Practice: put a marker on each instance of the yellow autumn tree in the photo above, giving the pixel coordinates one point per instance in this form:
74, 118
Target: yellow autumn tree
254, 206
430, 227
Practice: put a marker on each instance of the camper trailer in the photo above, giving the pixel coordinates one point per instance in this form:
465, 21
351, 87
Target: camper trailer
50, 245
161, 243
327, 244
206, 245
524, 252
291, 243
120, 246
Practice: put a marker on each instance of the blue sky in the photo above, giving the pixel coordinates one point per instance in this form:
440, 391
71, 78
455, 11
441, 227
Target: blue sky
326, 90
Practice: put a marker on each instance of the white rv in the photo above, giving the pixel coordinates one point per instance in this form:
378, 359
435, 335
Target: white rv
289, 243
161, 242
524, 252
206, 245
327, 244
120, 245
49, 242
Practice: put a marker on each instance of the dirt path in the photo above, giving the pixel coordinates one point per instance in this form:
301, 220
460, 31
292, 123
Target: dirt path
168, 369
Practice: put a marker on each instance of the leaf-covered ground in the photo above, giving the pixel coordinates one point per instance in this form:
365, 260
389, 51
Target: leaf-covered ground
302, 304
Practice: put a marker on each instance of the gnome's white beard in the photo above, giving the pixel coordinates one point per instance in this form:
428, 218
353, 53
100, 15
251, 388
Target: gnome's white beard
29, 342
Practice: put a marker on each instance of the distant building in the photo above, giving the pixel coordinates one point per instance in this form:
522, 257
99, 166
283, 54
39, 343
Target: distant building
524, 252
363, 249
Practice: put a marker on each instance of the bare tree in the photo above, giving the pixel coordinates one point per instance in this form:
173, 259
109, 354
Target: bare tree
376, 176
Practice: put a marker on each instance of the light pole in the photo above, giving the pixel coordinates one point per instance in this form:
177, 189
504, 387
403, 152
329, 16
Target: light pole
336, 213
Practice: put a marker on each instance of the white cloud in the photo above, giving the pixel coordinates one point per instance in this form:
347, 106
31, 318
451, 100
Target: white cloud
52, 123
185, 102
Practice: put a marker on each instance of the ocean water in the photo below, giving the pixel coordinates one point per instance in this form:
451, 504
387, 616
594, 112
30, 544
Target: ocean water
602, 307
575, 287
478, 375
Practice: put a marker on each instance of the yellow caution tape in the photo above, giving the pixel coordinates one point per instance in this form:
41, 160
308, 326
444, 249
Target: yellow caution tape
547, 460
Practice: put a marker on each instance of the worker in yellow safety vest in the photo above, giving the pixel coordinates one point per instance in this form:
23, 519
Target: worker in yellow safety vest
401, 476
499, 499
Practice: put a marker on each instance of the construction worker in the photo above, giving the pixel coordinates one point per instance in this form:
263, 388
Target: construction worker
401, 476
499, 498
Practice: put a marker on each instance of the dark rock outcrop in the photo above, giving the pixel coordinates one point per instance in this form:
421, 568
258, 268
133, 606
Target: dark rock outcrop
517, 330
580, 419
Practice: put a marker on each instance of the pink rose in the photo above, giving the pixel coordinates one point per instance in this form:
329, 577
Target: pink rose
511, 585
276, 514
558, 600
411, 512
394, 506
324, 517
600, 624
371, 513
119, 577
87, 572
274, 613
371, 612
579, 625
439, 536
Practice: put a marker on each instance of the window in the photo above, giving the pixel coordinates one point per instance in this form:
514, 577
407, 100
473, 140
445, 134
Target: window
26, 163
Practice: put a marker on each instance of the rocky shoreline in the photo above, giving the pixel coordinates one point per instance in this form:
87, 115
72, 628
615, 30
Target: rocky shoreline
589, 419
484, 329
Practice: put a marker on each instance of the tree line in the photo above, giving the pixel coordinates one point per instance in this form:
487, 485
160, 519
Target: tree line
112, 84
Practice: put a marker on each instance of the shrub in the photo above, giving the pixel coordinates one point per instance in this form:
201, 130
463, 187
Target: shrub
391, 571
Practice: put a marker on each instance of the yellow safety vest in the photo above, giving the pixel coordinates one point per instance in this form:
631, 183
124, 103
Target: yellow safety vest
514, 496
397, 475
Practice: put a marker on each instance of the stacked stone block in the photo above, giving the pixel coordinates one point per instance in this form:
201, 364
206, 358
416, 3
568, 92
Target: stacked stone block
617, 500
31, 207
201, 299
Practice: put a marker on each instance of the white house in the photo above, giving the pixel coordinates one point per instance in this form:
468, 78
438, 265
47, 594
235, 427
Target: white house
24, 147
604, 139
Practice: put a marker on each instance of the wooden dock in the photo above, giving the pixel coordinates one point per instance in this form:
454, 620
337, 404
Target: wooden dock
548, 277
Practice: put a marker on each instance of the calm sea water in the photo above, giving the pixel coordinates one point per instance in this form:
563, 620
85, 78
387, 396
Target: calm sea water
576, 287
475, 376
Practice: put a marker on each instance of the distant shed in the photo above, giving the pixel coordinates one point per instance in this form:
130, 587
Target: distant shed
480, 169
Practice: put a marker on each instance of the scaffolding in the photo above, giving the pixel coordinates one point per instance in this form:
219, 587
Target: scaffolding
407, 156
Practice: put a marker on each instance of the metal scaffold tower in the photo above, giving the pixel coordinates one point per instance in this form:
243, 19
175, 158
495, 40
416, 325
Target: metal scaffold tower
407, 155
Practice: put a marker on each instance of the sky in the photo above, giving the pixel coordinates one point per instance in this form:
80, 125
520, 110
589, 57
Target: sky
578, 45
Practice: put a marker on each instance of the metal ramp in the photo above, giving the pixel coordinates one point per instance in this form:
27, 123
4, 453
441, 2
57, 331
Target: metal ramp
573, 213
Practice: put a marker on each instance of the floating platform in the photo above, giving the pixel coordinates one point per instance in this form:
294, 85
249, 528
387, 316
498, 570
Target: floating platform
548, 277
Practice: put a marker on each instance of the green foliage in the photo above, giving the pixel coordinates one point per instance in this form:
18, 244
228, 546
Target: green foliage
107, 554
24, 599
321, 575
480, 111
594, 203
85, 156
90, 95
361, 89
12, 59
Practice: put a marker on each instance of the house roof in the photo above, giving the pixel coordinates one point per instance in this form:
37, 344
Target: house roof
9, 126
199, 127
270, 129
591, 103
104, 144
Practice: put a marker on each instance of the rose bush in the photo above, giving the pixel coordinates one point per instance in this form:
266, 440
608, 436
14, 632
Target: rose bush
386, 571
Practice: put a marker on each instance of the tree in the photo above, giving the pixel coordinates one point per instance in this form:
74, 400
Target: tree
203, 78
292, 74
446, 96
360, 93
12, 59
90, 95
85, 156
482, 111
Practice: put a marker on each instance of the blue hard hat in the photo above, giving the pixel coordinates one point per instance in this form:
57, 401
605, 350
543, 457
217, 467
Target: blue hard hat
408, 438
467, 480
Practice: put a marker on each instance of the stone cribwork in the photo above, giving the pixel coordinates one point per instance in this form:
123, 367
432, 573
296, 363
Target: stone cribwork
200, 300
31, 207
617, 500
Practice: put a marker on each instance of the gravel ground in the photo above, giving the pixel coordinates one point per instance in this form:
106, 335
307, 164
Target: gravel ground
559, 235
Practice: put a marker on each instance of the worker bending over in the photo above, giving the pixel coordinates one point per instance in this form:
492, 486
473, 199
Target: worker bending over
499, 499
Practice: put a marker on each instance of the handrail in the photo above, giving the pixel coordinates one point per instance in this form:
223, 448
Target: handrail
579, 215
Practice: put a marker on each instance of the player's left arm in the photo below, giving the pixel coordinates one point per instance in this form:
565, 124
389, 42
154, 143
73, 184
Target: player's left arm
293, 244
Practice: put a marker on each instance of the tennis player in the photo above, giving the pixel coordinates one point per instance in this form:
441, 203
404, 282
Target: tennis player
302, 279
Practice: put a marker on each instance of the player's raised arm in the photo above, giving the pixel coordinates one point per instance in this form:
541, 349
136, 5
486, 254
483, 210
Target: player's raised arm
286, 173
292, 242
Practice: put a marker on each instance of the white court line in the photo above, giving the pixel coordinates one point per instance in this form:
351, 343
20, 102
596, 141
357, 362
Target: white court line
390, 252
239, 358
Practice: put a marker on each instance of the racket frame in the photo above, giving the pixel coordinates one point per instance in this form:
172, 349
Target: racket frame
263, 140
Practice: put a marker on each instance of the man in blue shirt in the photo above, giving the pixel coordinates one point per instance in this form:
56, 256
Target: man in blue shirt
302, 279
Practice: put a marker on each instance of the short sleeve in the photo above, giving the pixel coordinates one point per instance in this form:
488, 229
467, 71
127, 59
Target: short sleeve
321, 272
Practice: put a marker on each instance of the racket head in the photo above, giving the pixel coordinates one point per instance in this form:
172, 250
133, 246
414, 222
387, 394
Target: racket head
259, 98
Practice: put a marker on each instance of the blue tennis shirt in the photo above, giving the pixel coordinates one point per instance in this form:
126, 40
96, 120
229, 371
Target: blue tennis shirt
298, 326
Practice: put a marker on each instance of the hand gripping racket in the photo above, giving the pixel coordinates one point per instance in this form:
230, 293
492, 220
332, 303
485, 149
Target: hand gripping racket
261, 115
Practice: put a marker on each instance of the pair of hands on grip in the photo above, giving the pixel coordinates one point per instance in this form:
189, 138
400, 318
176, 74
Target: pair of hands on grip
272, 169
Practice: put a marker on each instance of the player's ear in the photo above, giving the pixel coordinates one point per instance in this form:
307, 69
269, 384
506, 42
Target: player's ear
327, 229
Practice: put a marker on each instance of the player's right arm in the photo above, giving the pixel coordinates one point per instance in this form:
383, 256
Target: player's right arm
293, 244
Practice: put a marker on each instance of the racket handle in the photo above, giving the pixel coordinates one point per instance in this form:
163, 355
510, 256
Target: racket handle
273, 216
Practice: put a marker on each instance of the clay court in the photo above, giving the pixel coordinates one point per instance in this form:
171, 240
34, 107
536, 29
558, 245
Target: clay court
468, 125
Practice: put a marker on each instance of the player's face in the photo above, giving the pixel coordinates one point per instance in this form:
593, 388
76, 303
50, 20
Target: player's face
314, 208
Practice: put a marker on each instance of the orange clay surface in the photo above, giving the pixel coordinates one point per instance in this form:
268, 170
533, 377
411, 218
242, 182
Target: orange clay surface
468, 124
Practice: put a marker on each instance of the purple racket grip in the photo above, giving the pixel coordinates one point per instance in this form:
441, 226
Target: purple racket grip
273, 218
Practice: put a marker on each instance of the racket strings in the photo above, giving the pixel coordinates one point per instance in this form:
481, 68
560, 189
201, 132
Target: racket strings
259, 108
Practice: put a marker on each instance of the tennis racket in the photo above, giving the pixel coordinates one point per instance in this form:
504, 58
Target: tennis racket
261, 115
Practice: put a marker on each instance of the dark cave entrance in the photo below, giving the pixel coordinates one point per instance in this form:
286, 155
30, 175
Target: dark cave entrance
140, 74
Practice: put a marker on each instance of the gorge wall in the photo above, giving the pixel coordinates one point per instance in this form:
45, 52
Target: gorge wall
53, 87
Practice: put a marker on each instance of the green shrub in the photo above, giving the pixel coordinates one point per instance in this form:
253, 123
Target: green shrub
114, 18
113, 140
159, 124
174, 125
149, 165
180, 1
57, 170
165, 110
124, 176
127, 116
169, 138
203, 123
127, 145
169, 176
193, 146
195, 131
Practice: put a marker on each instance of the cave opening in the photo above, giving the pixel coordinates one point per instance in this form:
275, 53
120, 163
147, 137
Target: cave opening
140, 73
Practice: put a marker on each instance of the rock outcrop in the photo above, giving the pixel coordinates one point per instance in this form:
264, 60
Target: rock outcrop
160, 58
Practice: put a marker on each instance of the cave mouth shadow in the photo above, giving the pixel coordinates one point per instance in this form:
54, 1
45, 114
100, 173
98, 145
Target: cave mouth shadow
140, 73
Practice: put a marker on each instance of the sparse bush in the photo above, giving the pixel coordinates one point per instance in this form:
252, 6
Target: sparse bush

━━━━━━━━━━━━━━━━━━━━━━━━━━━━━━

▸ Requirement
Check each line above for the word "sparse" and copy the ones that have it.

▸ Completed task
Practice: put a marker on each instance of the sparse bush in the photo above, giving the pixel coordinates one point per instance in this form:
Target: sparse bush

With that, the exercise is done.